→ **TASK DIRECTIONS**: According to the NIH data management and sharing Q&A, how far ahead of an application's anticipated submission must applicants seek agreement to accept assignment when total direct costs reach $500,000 or more in any budget period?

→ **QUOTED PASSAGE**:
::::
Not that we are aware of. Peter Elkin
NIH: Data management and sharing costs are included as direct costs. Applicants must seek agreement to accept assignment from Institute/Center staff at least 6 weeks prior to the anticipated submission of any application when the total direct costs (excluding consortium F&A costs) is $500,000 or more in any budget period. See NIH Grants Policy Statement, Section 18.104.22.168 Acceptance for Review of Unsolicited Applications Requesting $500,000 or More in Direct Costs for additional policy information. If any policies change, the community will be alerted.
- Which persistent identifiers would you like to see in DMPs?
UUIDs. Peter Elkin
NIH: The DMS Policy does not require the use of a particular persistent identifier. In the future, as required by the OSTP Public Access Memo, NIH will provide additional guidance about the use of persistent identifiers. Note that specific repositories may set additional expectations for the type of persistent identifier to be used.
- Is there a specific NIH expectation regarding the choice of data repository for the results? Is there a particular threshold?
No. However there are emerging national standards from which one can choose. For example OMOP, i2b2 and PCORNet for observational databases and SNOMED CT, LOINC and RxNorm for terminologies beyond ICD10 and CPT. Peter Elkin
NIH: It isn’t clear what threshold means in this case, but NIH has provided resources for identifying an appropriate repository. For more information, see: https://sharing.nih.gov/data-management-and-sharing-policy/sharing-scientific-data
- At this point, do we know what kinds or what depths of meta data of the data sets will need to be shared?
The goal is toward open science so unless it violates HIPAA, data should be shared liberally. Peter Elkin
NIH: The DMS Policy does not indicate which metadata should be shared, but the recommended elements of a DMS Plan include describing the metadata that will be generated and shared with the scientific data. Note that specific repositories may set additional expectations for the type of metadata to be submitted.
- Is ORCID recommended for researchers in NIH DMPs (i.e. use of DMPTool)?
Yes. Peter Elkin
NIH: The DMS Policy does not require the use of a particular persistent identifier. However, NIH does have a requirement for ORCID IDs for individuals supported by research training, fellowship, research education, and career development awards, but most of these are not subject to the DMS Policy. For more details, see: https://grants.nih.gov/grants/guide/notice-files/NOT-OD-19-109.html
- Do you envision electronic lab notebooks (ELNs) also known as electronic research notebooks (ERNs) more integrated in current/future DMPs?
Many have used Jupyter Notebooks for this purpose. Peter Elkin
NIH: Use of these resources is not required by the DMS Policy but may simplify management and sharing of scientific data and compliance with the Policy.
- Can you provide some guidance on the oversight question in Element 6? What are you looking for from our institutions (rather than NIH)?
NIH: The DMS Policy does not create any expectations about who will be responsible for Plan oversight at the institution.
- Young and international investigators need protection and $ so they can analyze their own data before it is exploited as 2ndary by well funded, large programs.
NIH: The DMS Policy does not expect that data will be shared until they are the subject of a peer-reviewed journal publication, or by the end of the award, whichever comes first, which provides investigators the opportunity to publish first on data that they collect. NIH allows reasonable costs of data management and sharing to be included in budget requests. Please note that most training awards, such as Ts, Fs, and some Ks, are not subject to the DMS Policy.
::::
Stored items from a collection
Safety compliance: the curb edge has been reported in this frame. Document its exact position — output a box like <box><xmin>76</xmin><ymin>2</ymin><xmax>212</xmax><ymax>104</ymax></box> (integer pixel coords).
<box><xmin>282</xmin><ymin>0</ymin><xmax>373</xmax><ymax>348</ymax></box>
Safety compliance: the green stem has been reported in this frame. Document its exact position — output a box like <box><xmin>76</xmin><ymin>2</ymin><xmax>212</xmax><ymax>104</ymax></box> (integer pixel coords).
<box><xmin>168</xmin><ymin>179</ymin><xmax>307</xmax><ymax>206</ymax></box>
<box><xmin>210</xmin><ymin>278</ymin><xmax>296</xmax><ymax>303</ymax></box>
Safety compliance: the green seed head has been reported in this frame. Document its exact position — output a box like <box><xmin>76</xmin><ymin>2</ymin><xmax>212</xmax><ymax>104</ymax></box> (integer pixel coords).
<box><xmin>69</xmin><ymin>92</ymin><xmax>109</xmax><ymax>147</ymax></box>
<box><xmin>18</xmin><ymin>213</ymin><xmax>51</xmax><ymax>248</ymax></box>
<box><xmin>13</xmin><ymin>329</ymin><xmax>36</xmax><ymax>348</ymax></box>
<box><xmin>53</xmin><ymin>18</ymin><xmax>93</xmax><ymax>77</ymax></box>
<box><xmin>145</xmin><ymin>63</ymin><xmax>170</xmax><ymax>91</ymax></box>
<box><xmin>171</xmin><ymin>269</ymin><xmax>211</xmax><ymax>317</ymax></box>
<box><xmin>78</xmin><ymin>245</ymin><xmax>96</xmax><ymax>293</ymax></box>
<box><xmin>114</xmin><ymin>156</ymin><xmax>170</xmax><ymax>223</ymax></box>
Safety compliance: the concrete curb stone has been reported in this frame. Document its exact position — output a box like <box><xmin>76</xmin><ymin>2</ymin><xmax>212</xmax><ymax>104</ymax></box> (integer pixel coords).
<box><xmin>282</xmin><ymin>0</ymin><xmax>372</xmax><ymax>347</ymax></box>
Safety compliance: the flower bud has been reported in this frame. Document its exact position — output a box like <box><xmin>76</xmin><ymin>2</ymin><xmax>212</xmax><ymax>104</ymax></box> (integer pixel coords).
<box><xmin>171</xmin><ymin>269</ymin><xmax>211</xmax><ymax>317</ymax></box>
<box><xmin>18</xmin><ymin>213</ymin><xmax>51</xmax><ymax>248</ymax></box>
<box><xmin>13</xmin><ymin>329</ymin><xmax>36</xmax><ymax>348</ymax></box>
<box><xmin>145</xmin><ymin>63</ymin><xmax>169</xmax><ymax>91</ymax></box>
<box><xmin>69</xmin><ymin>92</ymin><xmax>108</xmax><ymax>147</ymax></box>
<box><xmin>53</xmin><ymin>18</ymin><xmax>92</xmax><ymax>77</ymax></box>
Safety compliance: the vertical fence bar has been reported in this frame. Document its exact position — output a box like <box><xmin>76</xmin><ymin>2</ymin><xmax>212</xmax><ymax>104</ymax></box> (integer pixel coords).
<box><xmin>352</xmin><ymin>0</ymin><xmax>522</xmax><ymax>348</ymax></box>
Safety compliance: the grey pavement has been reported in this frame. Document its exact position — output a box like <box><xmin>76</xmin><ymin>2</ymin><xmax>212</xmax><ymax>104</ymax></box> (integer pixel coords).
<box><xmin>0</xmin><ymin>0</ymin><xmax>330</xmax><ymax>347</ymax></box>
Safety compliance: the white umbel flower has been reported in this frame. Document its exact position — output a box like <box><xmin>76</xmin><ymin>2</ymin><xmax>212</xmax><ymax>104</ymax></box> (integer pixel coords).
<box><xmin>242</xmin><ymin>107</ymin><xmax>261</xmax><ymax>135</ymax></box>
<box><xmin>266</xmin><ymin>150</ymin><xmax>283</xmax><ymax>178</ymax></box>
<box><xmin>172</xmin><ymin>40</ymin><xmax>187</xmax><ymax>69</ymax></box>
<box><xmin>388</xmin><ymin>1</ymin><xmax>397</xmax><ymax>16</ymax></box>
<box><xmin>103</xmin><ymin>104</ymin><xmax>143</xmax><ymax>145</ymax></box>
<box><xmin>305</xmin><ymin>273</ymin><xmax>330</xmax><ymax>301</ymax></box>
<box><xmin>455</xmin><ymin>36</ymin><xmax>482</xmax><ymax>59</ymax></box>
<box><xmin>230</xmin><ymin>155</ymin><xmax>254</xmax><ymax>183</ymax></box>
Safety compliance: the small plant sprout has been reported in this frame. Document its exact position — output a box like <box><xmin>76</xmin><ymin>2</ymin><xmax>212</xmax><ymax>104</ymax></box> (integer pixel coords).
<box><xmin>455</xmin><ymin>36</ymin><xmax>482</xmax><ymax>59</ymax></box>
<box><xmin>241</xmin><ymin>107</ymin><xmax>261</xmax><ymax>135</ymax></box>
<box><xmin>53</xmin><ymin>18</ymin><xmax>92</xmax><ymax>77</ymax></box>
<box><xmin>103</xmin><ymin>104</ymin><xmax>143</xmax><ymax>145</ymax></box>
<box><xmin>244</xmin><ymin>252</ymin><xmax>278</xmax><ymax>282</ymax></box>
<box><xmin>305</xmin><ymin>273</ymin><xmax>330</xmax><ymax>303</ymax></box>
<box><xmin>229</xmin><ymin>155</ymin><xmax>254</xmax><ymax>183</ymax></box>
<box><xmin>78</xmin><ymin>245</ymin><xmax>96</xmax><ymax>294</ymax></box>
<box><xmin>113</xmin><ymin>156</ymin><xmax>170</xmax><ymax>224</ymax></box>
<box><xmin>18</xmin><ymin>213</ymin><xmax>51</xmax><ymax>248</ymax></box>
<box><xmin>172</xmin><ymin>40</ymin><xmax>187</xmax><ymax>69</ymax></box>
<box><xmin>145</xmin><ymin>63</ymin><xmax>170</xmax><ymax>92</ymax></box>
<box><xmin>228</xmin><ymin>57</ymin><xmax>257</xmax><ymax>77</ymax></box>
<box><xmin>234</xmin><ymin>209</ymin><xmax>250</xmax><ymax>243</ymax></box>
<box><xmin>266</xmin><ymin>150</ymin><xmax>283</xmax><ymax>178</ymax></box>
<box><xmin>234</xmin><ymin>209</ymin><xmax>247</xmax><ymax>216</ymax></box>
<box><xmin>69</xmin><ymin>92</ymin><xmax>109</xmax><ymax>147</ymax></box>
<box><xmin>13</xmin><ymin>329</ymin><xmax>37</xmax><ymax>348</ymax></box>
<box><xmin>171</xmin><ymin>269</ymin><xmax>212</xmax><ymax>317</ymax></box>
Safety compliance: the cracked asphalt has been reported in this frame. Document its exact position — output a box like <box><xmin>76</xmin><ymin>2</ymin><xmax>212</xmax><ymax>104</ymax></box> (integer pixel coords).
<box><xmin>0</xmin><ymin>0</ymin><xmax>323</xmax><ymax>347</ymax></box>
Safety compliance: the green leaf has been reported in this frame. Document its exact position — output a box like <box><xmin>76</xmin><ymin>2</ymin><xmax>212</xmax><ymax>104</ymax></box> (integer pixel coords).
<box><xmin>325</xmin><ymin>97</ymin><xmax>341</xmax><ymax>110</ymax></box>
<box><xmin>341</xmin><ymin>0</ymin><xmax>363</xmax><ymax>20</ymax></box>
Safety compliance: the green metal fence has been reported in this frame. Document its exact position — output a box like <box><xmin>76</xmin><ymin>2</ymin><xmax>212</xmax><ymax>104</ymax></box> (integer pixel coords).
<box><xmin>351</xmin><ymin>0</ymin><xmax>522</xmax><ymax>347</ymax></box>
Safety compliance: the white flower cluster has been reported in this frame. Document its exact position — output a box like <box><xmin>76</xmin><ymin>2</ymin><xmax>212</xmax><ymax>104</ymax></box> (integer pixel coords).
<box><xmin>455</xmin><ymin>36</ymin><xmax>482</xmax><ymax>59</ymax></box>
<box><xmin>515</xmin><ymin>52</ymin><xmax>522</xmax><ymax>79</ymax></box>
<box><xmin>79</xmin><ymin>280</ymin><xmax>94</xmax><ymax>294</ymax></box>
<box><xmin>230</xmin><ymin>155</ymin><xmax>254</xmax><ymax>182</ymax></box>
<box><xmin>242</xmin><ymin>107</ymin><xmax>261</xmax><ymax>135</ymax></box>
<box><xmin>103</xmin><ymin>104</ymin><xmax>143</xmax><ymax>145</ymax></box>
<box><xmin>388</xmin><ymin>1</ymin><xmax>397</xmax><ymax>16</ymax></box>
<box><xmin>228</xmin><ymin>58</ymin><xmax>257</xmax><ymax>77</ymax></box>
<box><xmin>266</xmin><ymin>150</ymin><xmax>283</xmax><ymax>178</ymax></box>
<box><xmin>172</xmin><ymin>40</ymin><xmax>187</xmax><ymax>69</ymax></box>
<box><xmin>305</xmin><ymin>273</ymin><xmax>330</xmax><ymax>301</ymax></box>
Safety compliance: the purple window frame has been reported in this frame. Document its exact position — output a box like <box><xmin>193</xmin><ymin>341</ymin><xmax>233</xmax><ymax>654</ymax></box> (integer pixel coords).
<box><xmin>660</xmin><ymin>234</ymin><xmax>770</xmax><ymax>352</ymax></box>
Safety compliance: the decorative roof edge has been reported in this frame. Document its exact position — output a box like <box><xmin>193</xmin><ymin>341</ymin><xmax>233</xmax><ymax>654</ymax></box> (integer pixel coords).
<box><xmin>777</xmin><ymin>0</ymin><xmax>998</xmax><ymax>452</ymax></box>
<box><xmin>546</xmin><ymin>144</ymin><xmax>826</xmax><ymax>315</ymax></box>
::::
→ **YOUR SOLUTION**: At least 6 weeks before the anticipated submission.